:: Teks yang Diberikan ::
_ _ _ _ _ _ _

Sekalipun manusia menjadi ateis, etika tetaplah dibutuhkan oleh mereka yang tidak
mengenal agama.
Pertanyaan berikut yang akan muncul adalah apakah cukup kita ber-etika tanpa
ber-agama? Jika kita mencoba memahami secara filosofis, maka dapat dikatakan bahwa
etika tanpa agama adalah kering, sebaliknya agama tanpa etika hambar. Bahwa
manusia tidak hanya diciptakan sebagai mahluk rasional, tetapi melekat dalam dirinya
mahluk religius yang membuat dia mampu berefleksi terhadap kehidupannya. Karena
itu agama akan membantu manusia untuk bertindak tidak hanya berdasarkan rasionya
tetapi juga berdasarkan rasa yang ada dalam dirinya. Satu kesatuan antara rasio dan
rasa yang melekat dalam diri manusia. Manusia bukanlah mahluk egois yang harus
mengandalkan rasionya semata-mata.

_ _ _ _ _ _ _

:: Uraian Tugas ::
Terjemahkan ke dalam bahasa Inggris kalimat berikut dari teks tentang etika dan agama: "Karena itu agama akan membantu manusia untuk bertindak tidak hanya berdasarkan rasionya tetapi juga berdasarkan rasa yang ada dalam dirinya."

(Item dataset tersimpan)
_ _ _ _ _ _ _

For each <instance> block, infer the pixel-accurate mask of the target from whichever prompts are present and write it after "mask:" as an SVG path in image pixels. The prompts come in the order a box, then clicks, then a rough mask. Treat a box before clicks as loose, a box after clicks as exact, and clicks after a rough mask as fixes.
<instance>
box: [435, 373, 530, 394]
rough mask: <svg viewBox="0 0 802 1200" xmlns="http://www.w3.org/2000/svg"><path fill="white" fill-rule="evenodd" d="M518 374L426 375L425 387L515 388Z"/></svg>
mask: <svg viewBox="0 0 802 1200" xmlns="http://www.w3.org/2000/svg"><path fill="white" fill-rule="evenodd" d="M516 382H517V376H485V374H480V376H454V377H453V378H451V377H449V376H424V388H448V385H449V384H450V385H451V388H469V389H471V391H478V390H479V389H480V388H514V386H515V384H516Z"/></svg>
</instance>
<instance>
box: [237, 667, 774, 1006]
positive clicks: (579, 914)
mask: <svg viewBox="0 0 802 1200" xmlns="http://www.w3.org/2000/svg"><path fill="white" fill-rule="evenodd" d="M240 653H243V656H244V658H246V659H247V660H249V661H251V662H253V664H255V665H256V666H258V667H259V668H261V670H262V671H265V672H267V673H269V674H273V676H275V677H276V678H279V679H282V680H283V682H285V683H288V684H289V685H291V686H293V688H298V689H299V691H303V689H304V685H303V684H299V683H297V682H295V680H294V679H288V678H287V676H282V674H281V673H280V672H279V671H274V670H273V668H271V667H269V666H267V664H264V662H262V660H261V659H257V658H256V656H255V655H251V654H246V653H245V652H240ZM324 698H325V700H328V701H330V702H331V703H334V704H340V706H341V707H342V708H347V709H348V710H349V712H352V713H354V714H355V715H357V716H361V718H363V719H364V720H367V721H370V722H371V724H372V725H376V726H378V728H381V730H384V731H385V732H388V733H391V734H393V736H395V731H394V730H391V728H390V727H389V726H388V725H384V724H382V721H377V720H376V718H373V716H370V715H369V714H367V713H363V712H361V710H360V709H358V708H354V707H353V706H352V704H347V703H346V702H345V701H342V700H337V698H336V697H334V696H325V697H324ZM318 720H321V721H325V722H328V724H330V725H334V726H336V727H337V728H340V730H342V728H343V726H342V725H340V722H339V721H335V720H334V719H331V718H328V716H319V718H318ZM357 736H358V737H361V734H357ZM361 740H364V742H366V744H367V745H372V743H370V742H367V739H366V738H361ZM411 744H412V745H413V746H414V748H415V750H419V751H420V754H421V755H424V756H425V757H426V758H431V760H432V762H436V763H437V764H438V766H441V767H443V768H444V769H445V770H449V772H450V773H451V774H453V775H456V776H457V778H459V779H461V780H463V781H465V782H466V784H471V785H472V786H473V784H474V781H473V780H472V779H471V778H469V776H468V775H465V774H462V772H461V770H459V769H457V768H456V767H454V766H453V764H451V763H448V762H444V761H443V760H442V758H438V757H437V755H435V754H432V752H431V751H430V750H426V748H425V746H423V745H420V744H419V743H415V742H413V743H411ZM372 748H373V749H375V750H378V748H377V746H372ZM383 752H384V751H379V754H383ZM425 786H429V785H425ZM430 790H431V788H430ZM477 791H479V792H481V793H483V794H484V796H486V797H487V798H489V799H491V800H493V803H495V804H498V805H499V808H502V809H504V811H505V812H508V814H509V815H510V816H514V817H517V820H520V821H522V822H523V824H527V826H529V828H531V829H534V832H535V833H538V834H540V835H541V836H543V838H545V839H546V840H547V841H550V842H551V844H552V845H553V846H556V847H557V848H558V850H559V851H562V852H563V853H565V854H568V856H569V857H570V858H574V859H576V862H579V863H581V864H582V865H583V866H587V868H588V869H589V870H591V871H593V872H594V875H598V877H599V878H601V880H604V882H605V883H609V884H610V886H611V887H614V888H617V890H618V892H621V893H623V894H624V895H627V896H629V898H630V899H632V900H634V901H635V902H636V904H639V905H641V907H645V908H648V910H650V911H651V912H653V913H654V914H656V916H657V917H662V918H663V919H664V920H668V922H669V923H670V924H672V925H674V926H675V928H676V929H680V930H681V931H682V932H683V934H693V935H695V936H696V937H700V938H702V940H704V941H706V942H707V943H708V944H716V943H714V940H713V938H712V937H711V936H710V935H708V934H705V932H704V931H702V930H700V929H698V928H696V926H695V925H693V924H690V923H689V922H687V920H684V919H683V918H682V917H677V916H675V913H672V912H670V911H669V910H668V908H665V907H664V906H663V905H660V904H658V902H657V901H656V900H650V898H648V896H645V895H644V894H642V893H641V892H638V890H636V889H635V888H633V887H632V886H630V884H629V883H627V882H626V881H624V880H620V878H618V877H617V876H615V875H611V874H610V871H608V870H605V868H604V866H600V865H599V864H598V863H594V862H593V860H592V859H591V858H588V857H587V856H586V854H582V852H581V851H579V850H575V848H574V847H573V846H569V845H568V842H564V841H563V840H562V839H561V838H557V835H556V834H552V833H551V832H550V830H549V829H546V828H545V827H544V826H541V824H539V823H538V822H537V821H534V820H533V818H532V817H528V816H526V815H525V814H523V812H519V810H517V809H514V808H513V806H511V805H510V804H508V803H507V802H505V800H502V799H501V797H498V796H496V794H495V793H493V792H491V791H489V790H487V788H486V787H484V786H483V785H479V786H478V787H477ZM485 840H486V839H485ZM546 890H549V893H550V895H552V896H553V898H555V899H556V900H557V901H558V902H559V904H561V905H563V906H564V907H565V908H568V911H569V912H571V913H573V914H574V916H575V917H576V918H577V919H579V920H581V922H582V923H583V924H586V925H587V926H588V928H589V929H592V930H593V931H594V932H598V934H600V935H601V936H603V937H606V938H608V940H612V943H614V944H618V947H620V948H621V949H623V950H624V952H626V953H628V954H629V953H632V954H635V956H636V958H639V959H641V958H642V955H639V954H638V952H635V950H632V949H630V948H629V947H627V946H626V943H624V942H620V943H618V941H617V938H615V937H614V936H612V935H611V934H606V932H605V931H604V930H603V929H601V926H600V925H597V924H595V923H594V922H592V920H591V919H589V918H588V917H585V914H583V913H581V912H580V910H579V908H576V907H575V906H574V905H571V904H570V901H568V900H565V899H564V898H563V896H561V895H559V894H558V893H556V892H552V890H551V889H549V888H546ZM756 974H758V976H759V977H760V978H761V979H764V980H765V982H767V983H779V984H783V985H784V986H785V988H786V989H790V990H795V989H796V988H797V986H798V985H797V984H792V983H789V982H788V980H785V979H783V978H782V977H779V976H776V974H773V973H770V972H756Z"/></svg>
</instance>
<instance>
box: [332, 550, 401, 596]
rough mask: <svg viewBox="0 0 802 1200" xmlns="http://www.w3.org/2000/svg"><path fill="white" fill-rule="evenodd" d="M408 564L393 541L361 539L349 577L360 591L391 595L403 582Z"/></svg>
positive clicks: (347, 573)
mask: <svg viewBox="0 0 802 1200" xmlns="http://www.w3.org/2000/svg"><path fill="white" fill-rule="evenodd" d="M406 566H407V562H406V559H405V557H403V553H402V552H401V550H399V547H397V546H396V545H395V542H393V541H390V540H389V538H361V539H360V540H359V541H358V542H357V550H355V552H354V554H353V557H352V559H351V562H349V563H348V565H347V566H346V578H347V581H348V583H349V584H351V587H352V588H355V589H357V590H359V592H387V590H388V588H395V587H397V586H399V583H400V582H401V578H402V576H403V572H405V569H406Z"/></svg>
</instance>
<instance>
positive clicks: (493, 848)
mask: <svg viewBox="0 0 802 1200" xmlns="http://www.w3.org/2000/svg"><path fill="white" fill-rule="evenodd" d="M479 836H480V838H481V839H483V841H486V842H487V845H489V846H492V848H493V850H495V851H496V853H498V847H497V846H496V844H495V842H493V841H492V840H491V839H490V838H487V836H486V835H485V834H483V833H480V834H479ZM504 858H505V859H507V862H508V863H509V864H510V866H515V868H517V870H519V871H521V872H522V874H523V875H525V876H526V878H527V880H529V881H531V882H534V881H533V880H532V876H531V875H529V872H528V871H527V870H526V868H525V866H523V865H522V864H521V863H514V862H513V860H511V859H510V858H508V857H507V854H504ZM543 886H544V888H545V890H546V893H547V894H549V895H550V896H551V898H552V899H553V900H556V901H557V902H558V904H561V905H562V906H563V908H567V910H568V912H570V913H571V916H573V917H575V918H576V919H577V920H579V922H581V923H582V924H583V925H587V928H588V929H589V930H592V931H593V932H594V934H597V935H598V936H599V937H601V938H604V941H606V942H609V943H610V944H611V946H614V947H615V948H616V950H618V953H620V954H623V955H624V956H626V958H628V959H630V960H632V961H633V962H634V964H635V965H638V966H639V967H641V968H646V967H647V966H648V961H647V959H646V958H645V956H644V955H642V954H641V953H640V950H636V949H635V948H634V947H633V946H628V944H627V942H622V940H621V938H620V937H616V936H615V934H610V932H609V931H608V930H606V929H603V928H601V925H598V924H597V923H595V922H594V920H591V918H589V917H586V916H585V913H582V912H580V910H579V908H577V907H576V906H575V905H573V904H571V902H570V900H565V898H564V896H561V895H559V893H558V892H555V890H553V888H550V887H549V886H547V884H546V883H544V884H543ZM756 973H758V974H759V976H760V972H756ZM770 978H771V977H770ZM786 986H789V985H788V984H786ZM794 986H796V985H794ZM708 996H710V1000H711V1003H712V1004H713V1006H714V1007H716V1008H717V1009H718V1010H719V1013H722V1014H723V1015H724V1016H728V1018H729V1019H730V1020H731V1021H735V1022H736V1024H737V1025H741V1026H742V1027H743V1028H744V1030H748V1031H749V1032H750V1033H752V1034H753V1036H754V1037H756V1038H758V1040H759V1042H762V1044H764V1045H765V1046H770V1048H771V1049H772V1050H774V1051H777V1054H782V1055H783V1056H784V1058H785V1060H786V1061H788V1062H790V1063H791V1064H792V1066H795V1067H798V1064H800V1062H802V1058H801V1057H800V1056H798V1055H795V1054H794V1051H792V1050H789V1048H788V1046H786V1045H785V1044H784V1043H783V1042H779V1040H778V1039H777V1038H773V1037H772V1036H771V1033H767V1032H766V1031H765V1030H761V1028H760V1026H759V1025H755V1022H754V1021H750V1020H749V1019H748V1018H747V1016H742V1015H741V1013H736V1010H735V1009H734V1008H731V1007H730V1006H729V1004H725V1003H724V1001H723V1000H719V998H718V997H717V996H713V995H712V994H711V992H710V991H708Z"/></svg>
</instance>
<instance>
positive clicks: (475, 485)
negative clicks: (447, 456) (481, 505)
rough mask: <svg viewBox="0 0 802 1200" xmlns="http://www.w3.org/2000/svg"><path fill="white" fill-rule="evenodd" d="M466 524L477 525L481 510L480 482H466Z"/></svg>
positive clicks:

_ _ _ _ _ _ _

:: Jawaban Tugas ::
Therefore, religion will help humans to act not only on the basis of their reason but also on the basis of the feelings within them.